— START OF THE RECORDS —

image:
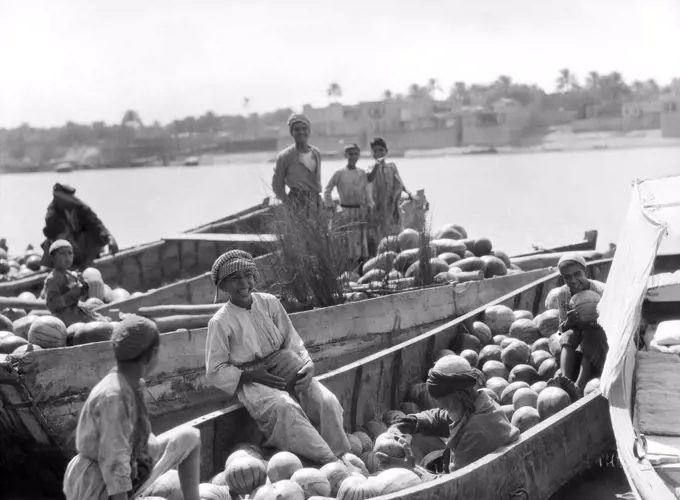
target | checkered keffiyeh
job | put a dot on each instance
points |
(230, 263)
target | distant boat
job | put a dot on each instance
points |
(63, 168)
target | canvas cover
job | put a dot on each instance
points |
(651, 227)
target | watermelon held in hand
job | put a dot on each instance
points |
(489, 353)
(481, 247)
(524, 396)
(548, 322)
(552, 400)
(524, 373)
(47, 332)
(10, 342)
(95, 331)
(493, 266)
(408, 239)
(517, 353)
(525, 418)
(482, 332)
(525, 330)
(499, 318)
(510, 390)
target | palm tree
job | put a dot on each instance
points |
(433, 87)
(334, 91)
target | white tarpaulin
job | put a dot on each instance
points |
(652, 227)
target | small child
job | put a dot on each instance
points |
(118, 455)
(63, 288)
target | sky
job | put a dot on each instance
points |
(90, 60)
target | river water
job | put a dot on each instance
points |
(515, 200)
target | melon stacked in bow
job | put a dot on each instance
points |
(453, 258)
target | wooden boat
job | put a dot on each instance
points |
(200, 289)
(546, 457)
(638, 375)
(151, 265)
(41, 403)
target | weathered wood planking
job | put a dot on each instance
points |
(545, 458)
(335, 336)
(154, 264)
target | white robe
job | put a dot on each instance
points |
(238, 337)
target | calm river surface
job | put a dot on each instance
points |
(515, 200)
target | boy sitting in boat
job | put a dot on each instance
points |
(580, 337)
(473, 423)
(254, 353)
(118, 456)
(356, 200)
(63, 289)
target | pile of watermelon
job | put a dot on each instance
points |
(454, 258)
(19, 266)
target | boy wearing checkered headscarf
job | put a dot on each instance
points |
(247, 339)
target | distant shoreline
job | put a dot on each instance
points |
(595, 141)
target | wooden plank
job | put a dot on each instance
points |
(229, 238)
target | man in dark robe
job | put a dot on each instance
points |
(70, 219)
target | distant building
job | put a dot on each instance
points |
(670, 116)
(641, 115)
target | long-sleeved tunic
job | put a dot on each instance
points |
(239, 339)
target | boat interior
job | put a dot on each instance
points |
(655, 402)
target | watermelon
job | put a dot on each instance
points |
(494, 369)
(548, 322)
(523, 373)
(493, 266)
(47, 332)
(489, 353)
(382, 261)
(449, 257)
(470, 264)
(405, 259)
(499, 318)
(517, 353)
(446, 245)
(525, 330)
(497, 385)
(481, 247)
(408, 239)
(509, 392)
(503, 256)
(525, 418)
(389, 244)
(372, 275)
(552, 400)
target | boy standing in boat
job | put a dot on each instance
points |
(356, 200)
(118, 455)
(572, 267)
(298, 167)
(249, 340)
(387, 187)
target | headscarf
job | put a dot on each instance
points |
(298, 118)
(449, 375)
(229, 263)
(352, 146)
(571, 258)
(132, 336)
(378, 141)
(59, 244)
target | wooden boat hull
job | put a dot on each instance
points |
(545, 459)
(44, 400)
(155, 264)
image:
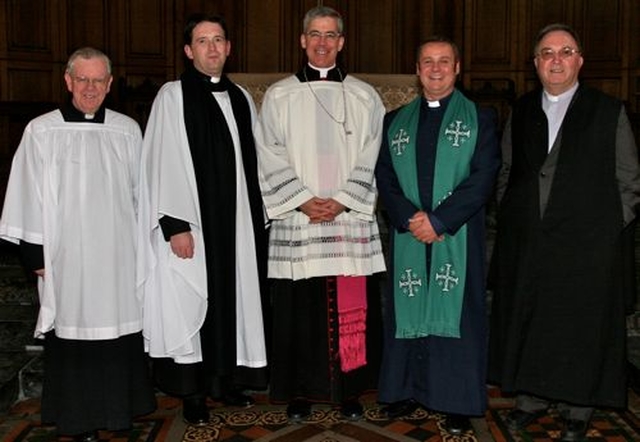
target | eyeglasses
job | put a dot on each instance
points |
(96, 82)
(216, 40)
(564, 53)
(317, 35)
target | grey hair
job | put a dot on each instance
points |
(87, 53)
(320, 12)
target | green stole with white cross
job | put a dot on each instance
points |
(431, 303)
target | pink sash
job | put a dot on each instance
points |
(352, 315)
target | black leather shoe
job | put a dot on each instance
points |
(399, 409)
(195, 411)
(574, 430)
(520, 419)
(236, 398)
(89, 436)
(351, 409)
(456, 424)
(298, 409)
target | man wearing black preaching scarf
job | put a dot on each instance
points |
(203, 253)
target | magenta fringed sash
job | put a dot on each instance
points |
(352, 314)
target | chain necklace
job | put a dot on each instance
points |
(343, 122)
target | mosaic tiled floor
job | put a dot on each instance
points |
(268, 423)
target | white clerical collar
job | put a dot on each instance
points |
(323, 71)
(566, 95)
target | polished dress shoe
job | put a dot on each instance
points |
(235, 398)
(399, 409)
(195, 411)
(456, 424)
(574, 430)
(520, 419)
(89, 436)
(351, 409)
(298, 409)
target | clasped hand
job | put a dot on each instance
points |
(422, 230)
(321, 210)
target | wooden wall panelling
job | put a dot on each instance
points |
(30, 54)
(290, 54)
(263, 32)
(87, 23)
(600, 32)
(148, 35)
(490, 35)
(369, 45)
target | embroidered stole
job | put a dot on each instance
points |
(430, 302)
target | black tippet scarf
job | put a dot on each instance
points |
(213, 157)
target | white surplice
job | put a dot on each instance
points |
(72, 189)
(335, 158)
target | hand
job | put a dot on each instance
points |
(422, 230)
(316, 210)
(182, 245)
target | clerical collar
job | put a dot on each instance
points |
(566, 95)
(73, 115)
(214, 84)
(311, 73)
(436, 104)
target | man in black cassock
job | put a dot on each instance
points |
(204, 255)
(569, 191)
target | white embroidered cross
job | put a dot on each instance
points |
(446, 278)
(408, 281)
(456, 133)
(400, 141)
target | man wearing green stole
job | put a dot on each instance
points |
(436, 171)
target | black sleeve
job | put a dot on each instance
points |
(172, 226)
(32, 255)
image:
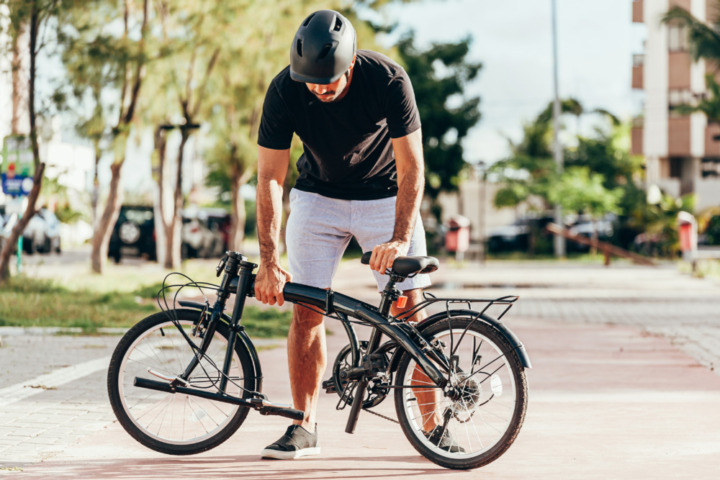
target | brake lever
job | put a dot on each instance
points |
(221, 265)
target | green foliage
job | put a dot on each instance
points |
(439, 76)
(580, 190)
(704, 39)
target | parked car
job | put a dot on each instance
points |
(133, 233)
(516, 237)
(204, 233)
(587, 228)
(42, 233)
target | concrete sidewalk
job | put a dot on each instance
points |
(606, 401)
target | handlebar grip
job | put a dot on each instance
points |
(290, 413)
(365, 260)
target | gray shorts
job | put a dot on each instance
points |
(320, 228)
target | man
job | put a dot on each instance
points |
(361, 174)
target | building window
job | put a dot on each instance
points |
(676, 167)
(677, 38)
(680, 97)
(710, 167)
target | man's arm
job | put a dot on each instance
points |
(411, 182)
(271, 278)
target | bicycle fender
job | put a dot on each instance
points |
(500, 327)
(242, 335)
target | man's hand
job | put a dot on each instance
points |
(269, 283)
(385, 254)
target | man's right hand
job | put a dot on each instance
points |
(269, 283)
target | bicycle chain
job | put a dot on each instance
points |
(381, 416)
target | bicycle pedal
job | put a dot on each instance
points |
(329, 386)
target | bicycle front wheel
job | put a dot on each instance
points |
(175, 423)
(482, 421)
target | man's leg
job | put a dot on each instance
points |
(316, 239)
(307, 358)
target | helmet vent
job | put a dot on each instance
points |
(324, 52)
(338, 24)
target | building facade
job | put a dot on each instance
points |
(682, 152)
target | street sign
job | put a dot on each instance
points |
(16, 185)
(18, 166)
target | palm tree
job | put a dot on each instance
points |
(704, 41)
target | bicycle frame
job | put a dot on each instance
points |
(239, 279)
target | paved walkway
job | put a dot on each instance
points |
(622, 387)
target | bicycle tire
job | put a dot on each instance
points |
(491, 408)
(177, 424)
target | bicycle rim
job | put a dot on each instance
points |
(482, 423)
(177, 420)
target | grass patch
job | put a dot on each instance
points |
(266, 323)
(30, 302)
(27, 302)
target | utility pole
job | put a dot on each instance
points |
(559, 242)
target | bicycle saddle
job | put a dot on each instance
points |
(406, 266)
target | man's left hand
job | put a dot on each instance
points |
(385, 254)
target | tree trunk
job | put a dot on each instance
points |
(39, 167)
(173, 231)
(105, 225)
(238, 215)
(95, 195)
(161, 150)
(19, 228)
(17, 71)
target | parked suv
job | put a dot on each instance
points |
(42, 233)
(204, 233)
(133, 234)
(517, 236)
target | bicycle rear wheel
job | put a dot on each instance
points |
(176, 423)
(481, 424)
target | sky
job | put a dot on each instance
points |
(513, 41)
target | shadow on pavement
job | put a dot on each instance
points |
(245, 466)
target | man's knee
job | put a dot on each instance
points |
(306, 319)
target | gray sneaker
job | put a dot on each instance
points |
(297, 442)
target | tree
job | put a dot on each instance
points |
(599, 162)
(704, 38)
(440, 75)
(118, 57)
(189, 36)
(33, 15)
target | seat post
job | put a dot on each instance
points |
(389, 294)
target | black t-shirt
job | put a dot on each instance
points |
(347, 144)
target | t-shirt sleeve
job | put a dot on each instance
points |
(402, 113)
(276, 127)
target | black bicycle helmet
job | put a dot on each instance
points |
(323, 48)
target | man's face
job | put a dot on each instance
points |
(330, 92)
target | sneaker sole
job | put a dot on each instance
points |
(280, 455)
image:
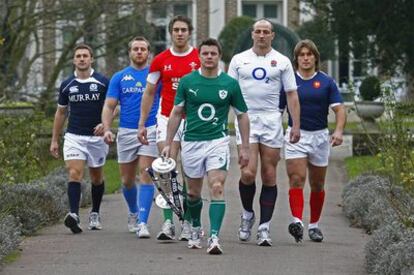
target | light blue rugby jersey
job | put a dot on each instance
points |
(316, 95)
(127, 86)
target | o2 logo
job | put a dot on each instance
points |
(208, 109)
(260, 73)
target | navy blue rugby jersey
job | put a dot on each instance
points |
(316, 95)
(85, 99)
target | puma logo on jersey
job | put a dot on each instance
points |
(127, 77)
(193, 91)
(223, 94)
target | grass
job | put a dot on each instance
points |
(358, 165)
(12, 256)
(112, 176)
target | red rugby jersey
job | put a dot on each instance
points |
(171, 67)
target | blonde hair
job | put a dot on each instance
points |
(306, 43)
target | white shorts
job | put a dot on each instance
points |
(199, 157)
(93, 149)
(265, 128)
(129, 147)
(313, 145)
(162, 129)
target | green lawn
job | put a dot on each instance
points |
(358, 165)
(112, 177)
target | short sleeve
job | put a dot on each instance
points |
(114, 86)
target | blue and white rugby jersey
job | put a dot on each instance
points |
(85, 99)
(128, 86)
(316, 95)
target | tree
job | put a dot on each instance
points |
(381, 31)
(31, 29)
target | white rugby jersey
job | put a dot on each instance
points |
(261, 78)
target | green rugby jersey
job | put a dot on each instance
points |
(206, 104)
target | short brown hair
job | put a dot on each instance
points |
(210, 42)
(181, 18)
(307, 43)
(139, 38)
(83, 46)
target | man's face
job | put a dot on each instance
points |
(209, 57)
(306, 59)
(82, 60)
(138, 54)
(180, 34)
(262, 34)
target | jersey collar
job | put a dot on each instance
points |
(181, 54)
(218, 73)
(306, 78)
(76, 75)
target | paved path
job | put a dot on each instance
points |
(115, 251)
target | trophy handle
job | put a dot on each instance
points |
(176, 206)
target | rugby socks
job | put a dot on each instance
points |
(216, 214)
(316, 203)
(296, 203)
(130, 196)
(194, 208)
(247, 193)
(146, 194)
(74, 193)
(167, 215)
(97, 194)
(267, 202)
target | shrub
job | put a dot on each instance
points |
(25, 207)
(10, 234)
(23, 149)
(370, 88)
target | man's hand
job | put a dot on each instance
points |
(243, 157)
(294, 135)
(142, 135)
(166, 151)
(98, 130)
(336, 139)
(109, 137)
(54, 149)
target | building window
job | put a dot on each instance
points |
(270, 11)
(263, 9)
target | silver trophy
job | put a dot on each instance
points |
(164, 175)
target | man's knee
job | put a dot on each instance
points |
(296, 180)
(269, 176)
(248, 176)
(75, 174)
(217, 191)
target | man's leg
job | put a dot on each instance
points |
(216, 179)
(194, 207)
(247, 191)
(317, 197)
(296, 170)
(168, 229)
(75, 170)
(97, 191)
(146, 195)
(269, 159)
(128, 174)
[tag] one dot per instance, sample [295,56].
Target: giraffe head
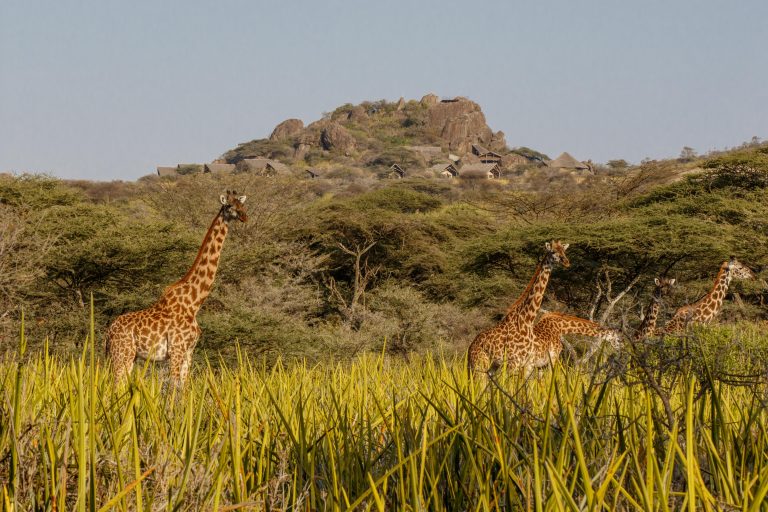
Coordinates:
[613,337]
[664,287]
[738,270]
[555,253]
[232,207]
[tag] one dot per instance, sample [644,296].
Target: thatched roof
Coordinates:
[566,161]
[219,168]
[441,169]
[486,171]
[166,171]
[185,169]
[277,166]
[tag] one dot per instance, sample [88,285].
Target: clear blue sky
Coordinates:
[105,90]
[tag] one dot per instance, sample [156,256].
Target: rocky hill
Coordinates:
[375,135]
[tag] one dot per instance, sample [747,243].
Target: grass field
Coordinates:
[374,434]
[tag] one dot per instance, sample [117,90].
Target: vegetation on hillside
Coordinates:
[334,267]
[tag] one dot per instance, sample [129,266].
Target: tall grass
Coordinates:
[375,434]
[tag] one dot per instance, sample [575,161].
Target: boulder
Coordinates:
[357,114]
[429,100]
[287,129]
[336,137]
[460,122]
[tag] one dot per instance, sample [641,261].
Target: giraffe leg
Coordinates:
[186,363]
[122,354]
[181,357]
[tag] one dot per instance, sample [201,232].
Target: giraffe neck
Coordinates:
[192,289]
[566,324]
[713,301]
[648,325]
[531,301]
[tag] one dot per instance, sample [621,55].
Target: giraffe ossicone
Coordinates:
[704,310]
[168,329]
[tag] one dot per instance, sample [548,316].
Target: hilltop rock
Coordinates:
[304,144]
[336,137]
[357,114]
[460,122]
[429,100]
[287,129]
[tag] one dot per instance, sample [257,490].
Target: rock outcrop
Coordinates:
[287,129]
[357,114]
[429,100]
[336,137]
[460,122]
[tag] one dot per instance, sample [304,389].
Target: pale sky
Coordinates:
[108,90]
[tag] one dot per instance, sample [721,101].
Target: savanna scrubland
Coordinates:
[330,373]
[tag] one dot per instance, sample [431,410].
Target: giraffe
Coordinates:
[647,327]
[168,329]
[511,339]
[549,332]
[705,309]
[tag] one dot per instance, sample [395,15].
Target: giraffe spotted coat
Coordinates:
[511,339]
[168,329]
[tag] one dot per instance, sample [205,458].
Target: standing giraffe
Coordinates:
[168,329]
[648,325]
[705,309]
[511,339]
[549,332]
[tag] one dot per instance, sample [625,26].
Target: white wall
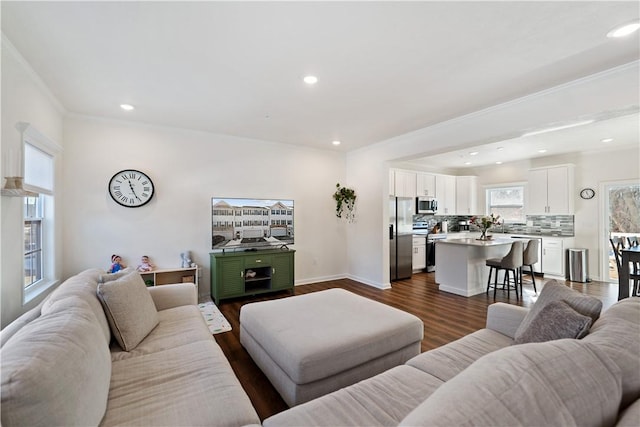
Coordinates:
[187,169]
[591,169]
[368,168]
[24,99]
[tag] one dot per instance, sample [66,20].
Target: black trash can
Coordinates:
[577,265]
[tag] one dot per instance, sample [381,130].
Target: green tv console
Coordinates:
[236,274]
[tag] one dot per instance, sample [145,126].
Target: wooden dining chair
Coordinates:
[618,244]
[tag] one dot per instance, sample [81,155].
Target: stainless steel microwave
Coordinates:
[426,205]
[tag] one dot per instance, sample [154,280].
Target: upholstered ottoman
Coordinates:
[310,345]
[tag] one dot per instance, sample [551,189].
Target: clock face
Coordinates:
[131,188]
[587,193]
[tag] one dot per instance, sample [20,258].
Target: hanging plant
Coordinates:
[345,202]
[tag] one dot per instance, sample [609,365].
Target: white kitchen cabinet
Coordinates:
[466,195]
[426,184]
[552,256]
[550,191]
[446,194]
[404,183]
[419,253]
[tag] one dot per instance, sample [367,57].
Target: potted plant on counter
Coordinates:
[484,223]
[345,202]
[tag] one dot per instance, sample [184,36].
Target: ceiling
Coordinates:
[384,68]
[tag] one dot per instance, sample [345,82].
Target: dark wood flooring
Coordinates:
[446,318]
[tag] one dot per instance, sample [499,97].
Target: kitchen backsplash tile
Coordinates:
[544,225]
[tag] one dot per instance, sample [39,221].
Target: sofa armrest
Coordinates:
[505,318]
[169,296]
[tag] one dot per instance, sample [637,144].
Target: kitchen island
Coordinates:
[460,263]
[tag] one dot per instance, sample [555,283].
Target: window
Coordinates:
[32,240]
[38,213]
[508,202]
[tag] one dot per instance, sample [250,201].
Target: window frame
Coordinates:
[50,275]
[522,186]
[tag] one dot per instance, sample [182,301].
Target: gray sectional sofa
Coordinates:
[63,363]
[482,379]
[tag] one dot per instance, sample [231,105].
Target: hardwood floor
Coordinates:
[446,318]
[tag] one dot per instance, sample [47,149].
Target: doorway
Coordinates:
[621,219]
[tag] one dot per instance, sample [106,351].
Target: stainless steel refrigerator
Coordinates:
[401,211]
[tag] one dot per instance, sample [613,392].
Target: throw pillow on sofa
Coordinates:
[107,277]
[130,310]
[554,321]
[555,291]
[538,384]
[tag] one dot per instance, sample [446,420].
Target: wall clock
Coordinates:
[131,188]
[587,193]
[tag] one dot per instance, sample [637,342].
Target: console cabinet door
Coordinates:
[229,278]
[282,271]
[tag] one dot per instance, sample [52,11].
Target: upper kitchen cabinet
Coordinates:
[466,195]
[426,184]
[404,183]
[446,194]
[550,191]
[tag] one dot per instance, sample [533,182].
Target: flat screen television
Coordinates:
[251,223]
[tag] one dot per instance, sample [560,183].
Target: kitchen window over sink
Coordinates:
[506,201]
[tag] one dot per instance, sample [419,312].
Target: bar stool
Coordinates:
[511,262]
[530,257]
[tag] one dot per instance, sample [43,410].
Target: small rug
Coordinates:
[214,319]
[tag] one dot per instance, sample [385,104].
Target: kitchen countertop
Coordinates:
[471,241]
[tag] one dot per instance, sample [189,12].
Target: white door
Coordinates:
[621,213]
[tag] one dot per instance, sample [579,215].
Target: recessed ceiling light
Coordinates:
[553,129]
[624,29]
[310,80]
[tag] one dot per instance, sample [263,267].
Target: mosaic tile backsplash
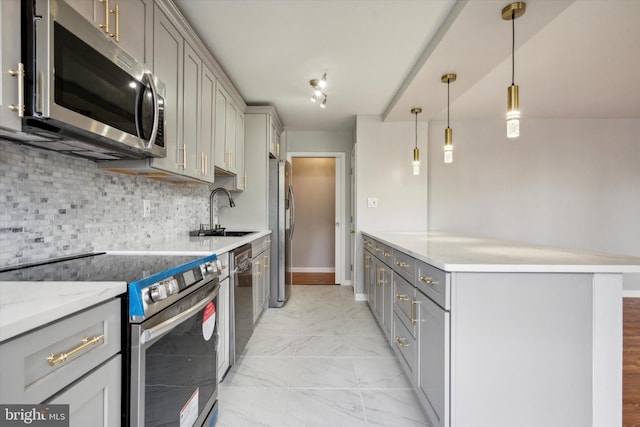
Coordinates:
[53,205]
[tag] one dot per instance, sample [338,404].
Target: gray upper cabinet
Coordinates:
[204,114]
[10,50]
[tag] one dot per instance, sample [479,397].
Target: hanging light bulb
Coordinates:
[448,132]
[416,152]
[511,12]
[323,81]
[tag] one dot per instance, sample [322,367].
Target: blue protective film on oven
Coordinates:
[136,305]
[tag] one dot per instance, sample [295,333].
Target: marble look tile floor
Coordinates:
[320,361]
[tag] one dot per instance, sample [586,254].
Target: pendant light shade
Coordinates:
[416,152]
[448,132]
[510,13]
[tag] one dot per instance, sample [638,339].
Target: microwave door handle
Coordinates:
[160,329]
[156,111]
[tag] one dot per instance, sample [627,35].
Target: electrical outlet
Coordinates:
[146,208]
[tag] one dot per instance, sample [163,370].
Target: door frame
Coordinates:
[340,213]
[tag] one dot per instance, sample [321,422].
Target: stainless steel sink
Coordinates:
[220,232]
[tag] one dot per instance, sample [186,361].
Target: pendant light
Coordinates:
[512,12]
[416,152]
[448,132]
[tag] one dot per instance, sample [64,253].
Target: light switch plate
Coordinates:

— END OF THE RECORDS —

_TASK DETAILS_
Set down, unchanged, only the lines running from the line with "[tag] one dot per instance, sample [533,182]." to the last line, including both. Pictures stay out of the copy.

_SOLUTION_
[tag] one dot per instance, sample [533,182].
Target: flat screen television
Coordinates:
[251,223]
[tag] one dot per instance, sample [560,183].
Target: kitchen window over sink
Coordinates:
[506,201]
[tag] one dot per instance, sample [419,312].
Target: bar stool
Coordinates:
[511,262]
[530,257]
[tag] one dot per instance, sample [43,410].
Target: small rug
Coordinates:
[214,319]
[tag] one dot per instance, sample [385,104].
Target: kitchen countertop
Coordinates:
[471,241]
[tag] one dot per instance, sample [189,12].
Target: white door
Coordinates:
[621,213]
[tag] one dot per instance, sample [579,215].
Target: recessed ceiling light
Coordinates:
[553,129]
[624,29]
[310,80]
[tag] one dot per instance, sample [263,267].
Target: mosaic tile backsplash
Coordinates:
[53,205]
[tag] one dot per instance, sample [338,404].
Target: gray upper cabinet
Coordinates:
[204,114]
[10,50]
[tag] one dot per instance, sample [479,397].
Target: hanging light bulb
Coordinates:
[448,132]
[416,152]
[511,12]
[323,81]
[tag] one dot per instance, sample [322,367].
Target: blue protective film on oven
Coordinates:
[136,305]
[tag] one dot per instance, sample [295,333].
Target: marble look tile floor
Coordinates:
[320,361]
[tag] one dot per instance, sample [586,254].
Target: pendant light shade
Coordinates:
[416,152]
[448,132]
[510,13]
[tag] one dot per instance, sample [638,339].
Target: microwave door handle
Coordinates:
[160,329]
[156,111]
[tag] one dot per instance, sample [627,35].
Target: electrical outlet
Coordinates:
[146,208]
[tag] one dot per instance, sample [163,370].
Target: door frame
Coordinates:
[340,213]
[tag] one dot per instance, sample [321,422].
Target: stainless steel sink
Coordinates:
[220,232]
[tag] one dot per instance, sample [186,361].
Target: pendant light
Coordinates:
[512,12]
[416,152]
[448,132]
[tag] one dot per instance, sample [64,253].
Target: light switch plate
Coordinates:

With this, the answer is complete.